What needs to be done
Please restate each entry exactly, without skipping any.

--------------------------------------------------

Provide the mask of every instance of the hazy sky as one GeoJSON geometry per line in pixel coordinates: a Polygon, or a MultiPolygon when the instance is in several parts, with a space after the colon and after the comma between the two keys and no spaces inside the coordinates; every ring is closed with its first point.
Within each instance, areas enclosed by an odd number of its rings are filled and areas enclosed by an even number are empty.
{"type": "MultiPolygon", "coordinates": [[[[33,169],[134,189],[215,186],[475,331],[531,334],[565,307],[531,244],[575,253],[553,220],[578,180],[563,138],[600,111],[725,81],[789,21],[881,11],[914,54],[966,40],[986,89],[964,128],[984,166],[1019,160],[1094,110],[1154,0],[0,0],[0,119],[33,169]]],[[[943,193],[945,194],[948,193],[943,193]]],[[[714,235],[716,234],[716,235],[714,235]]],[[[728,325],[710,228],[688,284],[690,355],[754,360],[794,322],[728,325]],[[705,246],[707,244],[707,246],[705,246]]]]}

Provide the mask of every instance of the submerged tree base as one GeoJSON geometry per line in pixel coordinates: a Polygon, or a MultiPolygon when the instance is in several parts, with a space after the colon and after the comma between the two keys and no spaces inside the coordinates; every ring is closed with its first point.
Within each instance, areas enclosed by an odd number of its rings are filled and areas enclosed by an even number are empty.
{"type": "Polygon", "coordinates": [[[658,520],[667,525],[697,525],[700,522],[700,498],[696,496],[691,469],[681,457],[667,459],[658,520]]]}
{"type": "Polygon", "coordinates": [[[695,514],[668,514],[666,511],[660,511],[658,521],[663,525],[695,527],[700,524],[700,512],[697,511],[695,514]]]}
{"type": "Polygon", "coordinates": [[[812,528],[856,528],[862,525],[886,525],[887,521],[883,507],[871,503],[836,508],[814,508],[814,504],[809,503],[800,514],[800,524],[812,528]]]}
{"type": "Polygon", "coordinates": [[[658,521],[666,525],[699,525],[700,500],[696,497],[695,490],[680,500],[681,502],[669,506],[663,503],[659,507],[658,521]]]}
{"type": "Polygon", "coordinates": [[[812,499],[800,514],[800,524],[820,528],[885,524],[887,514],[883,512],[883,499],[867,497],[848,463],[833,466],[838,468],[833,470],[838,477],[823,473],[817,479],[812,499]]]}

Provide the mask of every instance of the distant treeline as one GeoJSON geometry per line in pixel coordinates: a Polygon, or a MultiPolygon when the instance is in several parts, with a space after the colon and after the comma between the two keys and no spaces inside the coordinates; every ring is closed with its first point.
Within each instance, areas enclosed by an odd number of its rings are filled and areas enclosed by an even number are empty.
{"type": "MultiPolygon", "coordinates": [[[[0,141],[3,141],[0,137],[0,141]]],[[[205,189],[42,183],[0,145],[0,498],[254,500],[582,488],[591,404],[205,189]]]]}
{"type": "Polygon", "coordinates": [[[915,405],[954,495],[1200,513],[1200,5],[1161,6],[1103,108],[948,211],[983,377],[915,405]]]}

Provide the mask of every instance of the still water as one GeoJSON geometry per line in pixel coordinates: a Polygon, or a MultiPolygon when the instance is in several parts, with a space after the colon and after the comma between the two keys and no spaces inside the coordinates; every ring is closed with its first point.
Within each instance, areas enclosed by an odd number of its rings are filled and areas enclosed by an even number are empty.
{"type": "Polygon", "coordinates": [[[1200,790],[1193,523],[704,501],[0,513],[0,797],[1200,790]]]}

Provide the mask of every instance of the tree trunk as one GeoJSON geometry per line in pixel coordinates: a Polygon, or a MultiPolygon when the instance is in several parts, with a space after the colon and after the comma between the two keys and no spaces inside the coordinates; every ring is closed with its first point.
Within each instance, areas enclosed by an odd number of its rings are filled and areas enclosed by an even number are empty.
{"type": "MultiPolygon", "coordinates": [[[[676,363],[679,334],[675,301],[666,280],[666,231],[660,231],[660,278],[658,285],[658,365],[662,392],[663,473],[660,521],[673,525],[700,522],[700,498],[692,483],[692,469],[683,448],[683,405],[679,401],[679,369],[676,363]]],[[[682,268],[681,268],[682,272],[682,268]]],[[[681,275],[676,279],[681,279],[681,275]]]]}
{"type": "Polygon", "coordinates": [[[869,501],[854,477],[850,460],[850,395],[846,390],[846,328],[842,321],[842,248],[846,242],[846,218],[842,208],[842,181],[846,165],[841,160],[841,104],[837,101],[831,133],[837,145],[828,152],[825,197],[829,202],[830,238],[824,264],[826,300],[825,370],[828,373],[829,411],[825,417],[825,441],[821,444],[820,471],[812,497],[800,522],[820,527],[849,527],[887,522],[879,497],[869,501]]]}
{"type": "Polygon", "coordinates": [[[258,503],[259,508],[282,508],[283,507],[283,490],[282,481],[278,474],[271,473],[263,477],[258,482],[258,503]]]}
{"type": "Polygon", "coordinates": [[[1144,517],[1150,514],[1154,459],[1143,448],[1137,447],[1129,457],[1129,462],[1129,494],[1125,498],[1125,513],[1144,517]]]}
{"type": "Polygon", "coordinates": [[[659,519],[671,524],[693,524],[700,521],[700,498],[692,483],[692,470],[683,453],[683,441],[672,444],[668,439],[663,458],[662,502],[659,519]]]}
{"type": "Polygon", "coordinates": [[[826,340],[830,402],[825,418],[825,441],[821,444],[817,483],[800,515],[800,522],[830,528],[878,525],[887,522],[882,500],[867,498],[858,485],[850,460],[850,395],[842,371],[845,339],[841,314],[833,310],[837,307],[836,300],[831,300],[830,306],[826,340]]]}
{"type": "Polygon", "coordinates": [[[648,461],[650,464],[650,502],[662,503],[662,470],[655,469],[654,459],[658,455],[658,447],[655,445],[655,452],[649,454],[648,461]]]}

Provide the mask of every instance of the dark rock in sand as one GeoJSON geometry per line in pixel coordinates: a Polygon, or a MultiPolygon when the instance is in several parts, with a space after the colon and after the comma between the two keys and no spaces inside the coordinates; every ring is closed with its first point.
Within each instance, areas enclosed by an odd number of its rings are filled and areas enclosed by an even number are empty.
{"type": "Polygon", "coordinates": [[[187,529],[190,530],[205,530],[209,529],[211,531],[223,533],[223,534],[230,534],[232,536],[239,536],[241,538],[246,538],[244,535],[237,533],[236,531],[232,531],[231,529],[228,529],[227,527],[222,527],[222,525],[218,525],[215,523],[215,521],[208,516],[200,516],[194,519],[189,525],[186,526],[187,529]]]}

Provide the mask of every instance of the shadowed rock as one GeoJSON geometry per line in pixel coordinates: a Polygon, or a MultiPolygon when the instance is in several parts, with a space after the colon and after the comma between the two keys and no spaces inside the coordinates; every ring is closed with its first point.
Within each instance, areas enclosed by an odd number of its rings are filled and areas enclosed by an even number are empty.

--------------------------------------------------

Result of this task
Provide the mask of every instance of the hazy sky as one GeoJSON geometry per line in pixel coordinates: a Polygon, or a MultiPolygon when the instance is in several parts, with a space after the colon and after the comma between the two keys and no spaces inside the coordinates; every ring is closed with its first point.
Within each instance, areas enclosed by an odd number of its rings are filled and areas enclosed by an even number are empty.
{"type": "MultiPolygon", "coordinates": [[[[33,169],[134,189],[215,186],[475,331],[531,334],[565,307],[531,244],[575,253],[553,220],[578,180],[563,138],[600,111],[725,81],[789,21],[881,11],[914,54],[966,40],[986,89],[964,128],[984,166],[1019,160],[1094,110],[1154,0],[0,0],[0,119],[33,169]]],[[[943,193],[945,194],[948,193],[943,193]]],[[[714,235],[716,234],[716,235],[714,235]]],[[[728,325],[710,228],[688,284],[690,355],[754,360],[794,322],[728,325]],[[705,246],[707,244],[707,246],[705,246]]]]}

Provide the mask of every instance of the submerged tree base as one GeoJSON geometry per line in pixel coordinates: a Polygon, or a MultiPolygon when the instance is in several parts, with a space after the colon and after the comma between the two keys and no spaces inside the coordinates; every ring is closed with its first point.
Within each instance, areas enclosed by an odd number of its rings are filled and areas enclosed by an even number are empty.
{"type": "Polygon", "coordinates": [[[658,520],[667,525],[697,525],[700,522],[700,498],[696,496],[691,469],[681,457],[667,459],[658,520]]]}
{"type": "Polygon", "coordinates": [[[695,514],[668,514],[666,511],[660,511],[658,521],[663,525],[695,527],[700,524],[700,512],[697,511],[695,514]]]}
{"type": "Polygon", "coordinates": [[[812,528],[856,528],[862,525],[886,525],[887,521],[883,507],[871,503],[836,508],[814,508],[814,504],[809,503],[800,514],[800,524],[812,528]]]}
{"type": "Polygon", "coordinates": [[[658,521],[666,525],[699,525],[700,500],[696,497],[695,490],[680,500],[681,502],[669,506],[663,503],[659,507],[658,521]]]}
{"type": "Polygon", "coordinates": [[[812,499],[800,514],[800,524],[820,528],[885,524],[887,514],[883,512],[883,499],[867,497],[848,463],[833,466],[838,468],[833,470],[838,477],[823,473],[817,479],[812,499]]]}

Provide the mask of every instance of the distant treeline as one GeoJSON geometry per line in pixel coordinates: a Polygon, or a MultiPolygon when the instance is in several parts, with a space after the colon and after the comma between the two keys and no spaces inside the coordinates; every ring is closed with its first point.
Within each instance, areas enclosed by an odd number of its rings are filled and areas enclosed by an even number are empty.
{"type": "MultiPolygon", "coordinates": [[[[0,141],[3,141],[0,137],[0,141]]],[[[205,189],[42,183],[0,145],[0,498],[254,500],[582,488],[591,404],[205,189]]]]}
{"type": "Polygon", "coordinates": [[[915,405],[954,495],[1200,513],[1200,5],[1161,6],[1103,108],[948,211],[983,377],[915,405]]]}

Provide the mask of every instance of the still water as one GeoJSON geometry per line in pixel coordinates: a Polygon, or a MultiPolygon when the instance is in several parts, with a space after the colon and after the comma between the two keys and no spaces inside the coordinates; every ring is closed with its first point.
Within each instance, areas enclosed by an odd number of its rings are filled and areas enclosed by an even number are empty.
{"type": "Polygon", "coordinates": [[[1200,790],[1193,523],[704,501],[0,513],[0,797],[1200,790]]]}

Provide the mask of every instance of the tree trunk as one GeoJSON geometry per line in pixel coordinates: a Polygon, or a MultiPolygon when the instance is in several parts, with a space after the colon and after the comma between the two keys and no spaces inside the coordinates; every ring is closed with its first point.
Within each instance, areas enclosed by an odd number of its rings are filled and areas enclosed by an even number are empty.
{"type": "MultiPolygon", "coordinates": [[[[676,363],[679,334],[675,301],[666,280],[666,231],[660,231],[660,278],[658,285],[658,365],[662,392],[663,473],[660,521],[673,525],[700,522],[700,498],[692,483],[692,469],[683,448],[683,405],[679,401],[679,369],[676,363]]],[[[682,268],[681,268],[682,272],[682,268]]],[[[681,275],[676,279],[681,279],[681,275]]]]}
{"type": "Polygon", "coordinates": [[[869,501],[854,477],[850,460],[850,395],[846,390],[846,328],[842,321],[842,248],[846,242],[846,218],[842,208],[842,181],[846,165],[841,160],[841,104],[837,101],[831,133],[837,145],[828,152],[825,197],[829,202],[830,238],[824,264],[826,300],[825,370],[828,373],[829,411],[825,417],[825,441],[821,444],[820,471],[812,497],[800,522],[820,527],[849,527],[887,522],[879,497],[869,501]]]}
{"type": "Polygon", "coordinates": [[[258,503],[259,508],[282,508],[283,507],[283,490],[282,481],[278,474],[271,473],[263,477],[258,482],[258,503]]]}
{"type": "Polygon", "coordinates": [[[1144,517],[1150,514],[1154,459],[1143,448],[1137,447],[1129,457],[1129,462],[1129,494],[1125,498],[1125,513],[1144,517]]]}
{"type": "Polygon", "coordinates": [[[659,519],[671,524],[693,524],[700,521],[700,498],[692,483],[692,470],[683,453],[683,441],[672,444],[668,439],[663,458],[662,502],[659,519]]]}
{"type": "Polygon", "coordinates": [[[826,340],[830,402],[825,418],[825,441],[821,444],[817,483],[800,515],[800,522],[830,528],[878,525],[887,522],[882,500],[867,498],[858,485],[850,460],[850,395],[842,371],[845,339],[841,314],[833,310],[837,307],[836,300],[831,300],[830,306],[826,340]]]}
{"type": "Polygon", "coordinates": [[[648,461],[650,464],[650,502],[662,503],[662,470],[655,469],[654,459],[658,455],[658,447],[655,445],[655,452],[649,454],[648,461]]]}

Provide the mask of every instance of the dark rock in sand as one GeoJSON geometry per line in pixel coordinates: a Polygon, or a MultiPolygon when the instance is in several parts, with a space after the colon and after the comma between the two keys and no spaces inside the coordinates; every ring is closed with its first point.
Within each instance, areas enclosed by an odd number of its rings are filled and areas enclosed by an even number are empty.
{"type": "Polygon", "coordinates": [[[187,529],[190,530],[205,530],[209,529],[211,531],[223,533],[223,534],[230,534],[232,536],[239,536],[241,538],[246,538],[244,535],[237,533],[236,531],[232,531],[231,529],[228,529],[227,527],[222,527],[222,525],[218,525],[215,523],[215,521],[208,516],[200,516],[194,519],[189,525],[186,526],[187,529]]]}

Provide the mask of every instance of the shadowed rock as one GeoJSON geometry per line in pixel coordinates: a Polygon, or a MultiPolygon when the instance is in several parts, with a space after the colon and after the comma between the two keys and no spaces inside the coordinates; every ring is closed with its first point.
Within each instance, areas enclosed by an odd number of its rings are filled and areas enclosed by an even number are empty.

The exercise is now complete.